**What is required:** Copy out all the records again, but swap each "Drop a point" for "Put a dot" and leave everything else untouched.

**Extracted data:**
>>
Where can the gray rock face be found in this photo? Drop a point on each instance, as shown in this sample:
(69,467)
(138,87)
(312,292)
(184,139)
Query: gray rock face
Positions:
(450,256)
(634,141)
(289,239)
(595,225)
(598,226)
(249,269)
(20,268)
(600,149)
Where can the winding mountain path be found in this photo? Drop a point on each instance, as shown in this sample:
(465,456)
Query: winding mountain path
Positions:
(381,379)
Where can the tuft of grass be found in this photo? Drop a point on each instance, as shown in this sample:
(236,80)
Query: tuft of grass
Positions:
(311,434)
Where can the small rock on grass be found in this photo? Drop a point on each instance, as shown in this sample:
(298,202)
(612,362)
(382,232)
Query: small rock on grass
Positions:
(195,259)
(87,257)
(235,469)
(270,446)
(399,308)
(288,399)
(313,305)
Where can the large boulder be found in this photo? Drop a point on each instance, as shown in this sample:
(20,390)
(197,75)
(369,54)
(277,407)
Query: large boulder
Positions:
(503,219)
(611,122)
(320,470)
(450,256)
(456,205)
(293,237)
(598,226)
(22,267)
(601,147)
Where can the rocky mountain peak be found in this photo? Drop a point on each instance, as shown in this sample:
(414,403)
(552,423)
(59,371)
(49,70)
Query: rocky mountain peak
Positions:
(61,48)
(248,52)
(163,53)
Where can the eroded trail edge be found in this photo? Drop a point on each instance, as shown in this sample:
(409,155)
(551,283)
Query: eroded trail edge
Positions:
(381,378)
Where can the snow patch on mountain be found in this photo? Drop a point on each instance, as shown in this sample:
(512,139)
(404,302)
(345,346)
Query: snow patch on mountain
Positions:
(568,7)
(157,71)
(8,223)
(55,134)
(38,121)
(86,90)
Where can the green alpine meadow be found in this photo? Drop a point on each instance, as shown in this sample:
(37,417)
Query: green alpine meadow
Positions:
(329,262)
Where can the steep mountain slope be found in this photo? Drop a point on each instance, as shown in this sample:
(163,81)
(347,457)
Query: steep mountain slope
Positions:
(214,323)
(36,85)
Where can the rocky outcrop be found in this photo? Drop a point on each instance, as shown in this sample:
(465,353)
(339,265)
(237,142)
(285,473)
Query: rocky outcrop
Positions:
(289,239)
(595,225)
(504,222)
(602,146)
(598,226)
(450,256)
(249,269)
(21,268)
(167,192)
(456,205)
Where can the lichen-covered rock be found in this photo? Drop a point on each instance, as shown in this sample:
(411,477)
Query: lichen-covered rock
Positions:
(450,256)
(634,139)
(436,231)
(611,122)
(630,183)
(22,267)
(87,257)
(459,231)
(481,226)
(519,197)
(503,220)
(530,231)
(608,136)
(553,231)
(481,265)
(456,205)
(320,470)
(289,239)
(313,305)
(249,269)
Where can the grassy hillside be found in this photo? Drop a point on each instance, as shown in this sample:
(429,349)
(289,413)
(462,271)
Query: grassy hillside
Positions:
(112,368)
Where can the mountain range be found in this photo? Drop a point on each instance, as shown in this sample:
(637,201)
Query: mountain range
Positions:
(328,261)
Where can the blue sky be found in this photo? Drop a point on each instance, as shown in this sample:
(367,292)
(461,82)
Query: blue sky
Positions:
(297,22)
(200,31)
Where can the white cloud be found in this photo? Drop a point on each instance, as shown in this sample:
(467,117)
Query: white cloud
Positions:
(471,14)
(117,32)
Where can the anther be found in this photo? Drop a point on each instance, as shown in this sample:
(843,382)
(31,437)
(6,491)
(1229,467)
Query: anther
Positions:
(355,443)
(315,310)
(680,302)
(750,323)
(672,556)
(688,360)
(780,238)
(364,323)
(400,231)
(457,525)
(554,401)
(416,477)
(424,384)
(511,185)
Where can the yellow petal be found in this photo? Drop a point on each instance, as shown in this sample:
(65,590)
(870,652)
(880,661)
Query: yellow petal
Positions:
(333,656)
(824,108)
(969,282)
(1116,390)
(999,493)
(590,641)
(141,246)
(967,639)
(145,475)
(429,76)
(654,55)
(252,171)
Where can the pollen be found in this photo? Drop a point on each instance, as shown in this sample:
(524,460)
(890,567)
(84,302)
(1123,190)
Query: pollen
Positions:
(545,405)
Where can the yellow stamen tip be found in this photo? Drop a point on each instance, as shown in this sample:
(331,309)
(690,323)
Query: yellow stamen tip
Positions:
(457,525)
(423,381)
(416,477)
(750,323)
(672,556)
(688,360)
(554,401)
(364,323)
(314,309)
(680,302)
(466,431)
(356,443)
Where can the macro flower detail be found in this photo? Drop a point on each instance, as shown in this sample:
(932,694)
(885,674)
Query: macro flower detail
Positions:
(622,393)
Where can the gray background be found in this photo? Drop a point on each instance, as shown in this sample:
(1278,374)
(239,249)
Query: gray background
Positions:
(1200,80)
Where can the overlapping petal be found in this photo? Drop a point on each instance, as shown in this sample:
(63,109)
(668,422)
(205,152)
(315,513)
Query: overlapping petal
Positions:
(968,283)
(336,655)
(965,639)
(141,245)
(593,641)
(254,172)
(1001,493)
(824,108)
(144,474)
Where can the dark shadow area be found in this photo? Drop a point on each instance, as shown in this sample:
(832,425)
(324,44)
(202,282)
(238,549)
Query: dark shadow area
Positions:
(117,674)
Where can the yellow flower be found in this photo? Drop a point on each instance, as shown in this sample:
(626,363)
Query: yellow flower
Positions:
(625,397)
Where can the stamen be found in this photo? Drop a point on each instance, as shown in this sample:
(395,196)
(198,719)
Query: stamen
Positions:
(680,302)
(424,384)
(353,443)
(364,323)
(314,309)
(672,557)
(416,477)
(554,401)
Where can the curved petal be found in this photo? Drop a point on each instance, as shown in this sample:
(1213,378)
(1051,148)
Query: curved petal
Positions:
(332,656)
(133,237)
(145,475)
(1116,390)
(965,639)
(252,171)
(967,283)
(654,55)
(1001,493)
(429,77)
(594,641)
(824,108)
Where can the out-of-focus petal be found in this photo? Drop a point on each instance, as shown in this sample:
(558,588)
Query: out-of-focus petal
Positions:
<<
**Correct output:**
Where can the gray rock face be found in this photo? Put a dot on each instance, as shown in this sample:
(69,467)
(138,87)
(312,292)
(184,139)
Query: gray rock face
Positions:
(450,256)
(634,141)
(289,239)
(595,225)
(598,226)
(249,269)
(20,268)
(600,149)
Where can the winding mountain path be found in this photo? Put a dot on each instance, as shown in this sample:
(465,456)
Query: winding mountain path
Positions:
(381,379)
Where can the tuft of grass be found in this photo? Put a dot on each instance, as shown in this sample:
(236,80)
Query: tuft of grass
Positions:
(311,434)
Where can the small rock on grass be found in this photo? Put a dot on each instance, as shown in this sample:
(298,202)
(612,362)
(382,232)
Query: small rock on grass
Positions:
(195,259)
(87,257)
(235,469)
(270,446)
(399,308)
(288,399)
(313,305)
Where can the large boulder be found in this photo? Put a dot on each instance, as shown in this sample:
(20,390)
(197,75)
(369,54)
(277,407)
Query: large boulder
Positions:
(503,219)
(611,122)
(320,470)
(450,256)
(456,205)
(293,237)
(598,226)
(22,267)
(601,147)
Where can the rocky mountain peak be found in this photo? Put a dot on each instance, as shown in this sample:
(414,403)
(552,423)
(59,371)
(49,70)
Query: rocky mountain peak
Positions:
(61,48)
(248,52)
(163,53)
Where can the eroded trail edge be found in this photo? Put a dot on each instance, as shown in this sample:
(409,155)
(551,283)
Query: eroded trail edge
Positions:
(381,378)
Where can the snow patch on mountain be found in this photo? Put a dot on each instance, as shown in this sample:
(512,139)
(404,302)
(345,346)
Query: snow patch on mountain
Positions:
(568,7)
(157,71)
(8,223)
(55,134)
(38,121)
(86,90)
Where can the green alpine meadow be found in this photo? Put a dot on each instance, as shown in this sample:
(37,417)
Query: green alpine meadow
Positions:
(329,262)
Where can the steep mountain slope be found in this photo? Put a dot on each instance, as shown in this sample:
(163,81)
(347,457)
Query: steep mountain slope
Positions:
(214,323)
(36,85)
Where can the rocky outcrop be found in this photo? Put a dot on each instance, as shown in this sample:
(465,353)
(339,265)
(237,142)
(285,473)
Query: rocky outcrop
Positions:
(289,239)
(595,225)
(504,222)
(602,146)
(598,226)
(450,256)
(249,269)
(21,268)
(167,192)
(456,205)
Where can the lichen-covered rock be found in this photo? Put a dot on each instance, as shown in this sample:
(411,477)
Query: lichen-covered rock
Positions:
(450,256)
(634,139)
(436,231)
(611,122)
(630,183)
(22,267)
(87,257)
(459,231)
(481,226)
(519,197)
(503,220)
(530,231)
(608,136)
(553,231)
(481,265)
(456,205)
(320,470)
(289,239)
(313,305)
(249,269)
Where can the grassy hillside be found in this photo? Put a dot on each instance, as shown in this sample:
(429,349)
(289,413)
(462,271)
Query: grassy hillside
Positions:
(112,368)
Where can the mountain range be found in this photo? Put a dot on each instance, as shown in this sample:
(637,201)
Query: mountain range
Positions:
(328,261)
Where can the blue sky be found in this photo? Put a dot on each instance, as shown in this sample:
(367,292)
(461,82)
Query: blue sky
Positions:
(297,22)
(200,31)
Where can the white cloud be found in this photo? Put a dot on each instance, as shown in this sample:
(467,117)
Query: white cloud
Positions:
(471,14)
(117,32)
Where can the anther be found in this photo? Put a dot on each instance, as shown in this sample:
(843,382)
(31,437)
(6,491)
(1229,467)
Query: anther
Positions:
(355,443)
(315,310)
(680,302)
(750,323)
(672,556)
(688,360)
(780,238)
(364,323)
(400,231)
(457,525)
(554,401)
(416,477)
(424,384)
(511,185)
Where can the yellow petal be found in this photo? Put a dot on each instance, as shown in this sample:
(65,590)
(870,652)
(880,661)
Query: yellow petal
Positions:
(333,656)
(824,108)
(969,282)
(1116,390)
(999,493)
(590,641)
(141,246)
(967,639)
(145,475)
(429,76)
(654,55)
(252,171)
Where can the pollen be found in this photo? Put a dot on each instance, as shown in this sample:
(524,460)
(890,567)
(84,302)
(1123,190)
Query: pollen
Positions:
(545,405)
Where can the yellow stamen tip be found in this photo? Put a dot on each instance, as shown in this sample:
(331,309)
(690,323)
Query: yellow stamen tip
Positions:
(457,525)
(423,381)
(416,477)
(750,323)
(672,556)
(688,360)
(554,401)
(364,323)
(314,309)
(680,302)
(466,431)
(356,443)
Where can the macro flower detail be found in this photo? Put a dot on each instance, as shown in this sample:
(932,694)
(885,674)
Query: macro flower detail
Positions:
(622,393)
Where can the gray background be found in this photo? Put a dot on each instance, as shown in this sample:
(1278,374)
(239,249)
Query: gray background
Positions:
(1200,80)
Where can the overlapping petal be found in this photo? Put a dot on each instance, as shown in this sample:
(63,109)
(668,422)
(205,152)
(315,513)
Query: overlapping petal
Positions:
(968,283)
(336,655)
(965,639)
(141,245)
(593,641)
(254,172)
(1001,493)
(824,108)
(144,474)
Where can the dark shadow area be found in this photo? Put a dot on each instance, as shown in this sample:
(832,425)
(324,44)
(202,282)
(238,549)
Query: dark shadow area
Positions:
(117,674)
Where can the yellow flower be found in this photo? Put a dot on each instance, as shown in this sample:
(626,363)
Query: yellow flower
Positions:
(625,397)
Where can the stamen be found in this photo? Put a dot on each instance, as shown in this sample:
(395,196)
(198,719)
Query: stamen
Positions:
(680,302)
(424,384)
(353,443)
(364,323)
(314,309)
(672,557)
(416,477)
(554,401)
Where can the curved petal be found in this photo? Put a dot on each instance, as shown in this sample:
(1213,378)
(1051,148)
Query: curved petal
Positions:
(332,656)
(133,237)
(145,475)
(1116,390)
(965,639)
(252,171)
(967,283)
(654,55)
(1001,493)
(429,77)
(594,641)
(824,108)
Where can the out-of-focus petal be found in this photo? Put a dot on each instance, as shown in this sample:
(558,588)
Query: out-of-focus petal
Positions:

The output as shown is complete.